### Excerto do texto
####################

Surgiu recentemente um livro no panorama literário português sobre o assunto “Experiênca de Quase Morte – Relatos Verídicos” (Ésquilo) que, curiosamente, se encontra mais nas prateleiras do esoterismo do que naquelas onde estivessem também livros sobre cognição e consciência. Será esta uma questão esotérica? 
  A motivação para este livro penso ter sido o trabalho sério que tem vindo a realizar o cardiologista holandês Pim van Lommel. 

Em 1988 Pim van Lommel (http://www.pimvanlommel.nl/eng/) iniciou um estudo com 344 sobreviventes de paragens cardíacas em dez hospitais holandeses. Isso levou-o a aprofundar as Experiências de Quase-Morte (Near-Death Experience, NDE) e verificou que o estudo científico das NED empurra-nos para os limites das ideias médicas e neurofisiológicas acerca do alcance da consciência humana, bem como da relação mente-cérebro. Uma experiência tipicamente próxima da morte é:
Eu estava a olhar para baixo, para o meu corpo a partir de cima e via os médicos e enfermeiras a lutar pela minha vida. Eu podia ouvir o que eles diziam. Depois tive um sentimento confortável e encontrava-me num túnel. No fim do túnel havia uma luz brilhante, quente, branca e vibrante. Era lindo. Deu-me um sentimento de paz e confiança. Flutuei em direcção a ela. O sentimento confortável tornou-se cada vez mais forte. Sentia-me em casa, amado, quase extático. Via a minha vida diante de mim num flash. Subitamente, mais uma vez, senti a dor do acidente e voltei para o meu corpo. Estava furioso que os médicos me tivessem trazido de novo.

Os resultados do estudo que procurava estabelecer a causa deste tipo de experiências e avaliar o factores que afectavam a sua frequência, profundidade e conteúdo, foram pela primeira vez publicado em 2001 (Lancet, vol. 358, pp.2039-45) e dos 344 pacientes com paragens cardíacas, 18% passaram por uma experiência próxima da morte, dos quais 12% descreveram-na com mais detalhe. Assumindo como possível a definição de morte clínica (que pode ser um assunto controverso), o estudo aponta para a necessidade de discutir o conceito de que a consciência e memória estejam localizadas no cérebro. Pergunta van Plommel: “Como pode uma consciência lúcida fora do corpo de alguém experimentar, no momento em que o cérebro não está a funcionar durante o período de morte clínica com um ECG de traçado contínuo?” A hipótese de que uma NDE seja um “estado de consciência (transcendência), no qual a identidade, cognição, e emoção funcionam independentemente de um corpo inconsciente, mas retendo a possibilidade de percepção não-sensorial” não deve ser posta de parte, devendo ser incluída, por sugestão de van Plommel, como parte da explanação do enquadramento destas experiências. Aliás, como ele próprio afirma: “A ciência, acredito eu, é a busca da explicação de novos mistérios, em vez que nos ficarmos pelo factos antigos ou conceitos”. Claramente um trabalho muito interessante, e no qual se percebe a linha ténue entre a ciência e a reflexão filosófica, abrindo espaço – do meu ponto de vista – também para a reflexão teológica através da filosofia que procura ler o que é conhecimento antigo à luz do novo e assim aproximarmo-nos da “verdade”.

Num artigo mais recente (van Lommel, World Futures, 62: 134-151, 2006) afirma van Lommel que pelo facto de estarmos ligados às memórias, emoções e consciências de outras pessoas, durante uma NDE é possível entrar em contacto com campos da consciência de pessoas falecidas, pra além do nosso campo, salientando a sua interconectividade e expressando a importância das relações que estabelecemos. Separados de um corpo sem vida, retida a nossa identidade e uma consciência lúcida com a capacidade de percepção, as experiência próximas da morte indicam que o ser humano parece ser mais do que meramente um corpo material. Quererá isso dizer que precisamos de redefinir o entendemos por morte? Ou teremos de redifinir o que entendemos por corpo? E no meio disto tudo, em que ponto fica o conceito de consciência se deixa – aparentemente – de depender da actividade cerebral?

####################

### Conteúdo dos dados
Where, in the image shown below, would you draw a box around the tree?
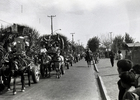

####################

### Enunciado
No texto sobre experiências de quase-morte, como fica em inglês a frase "No fim do túnel havia uma luz brilhante, quente, branca e vibrante."?

### Resolução
At the end of the tunnel there was a bright, warm, white, and vibrant light.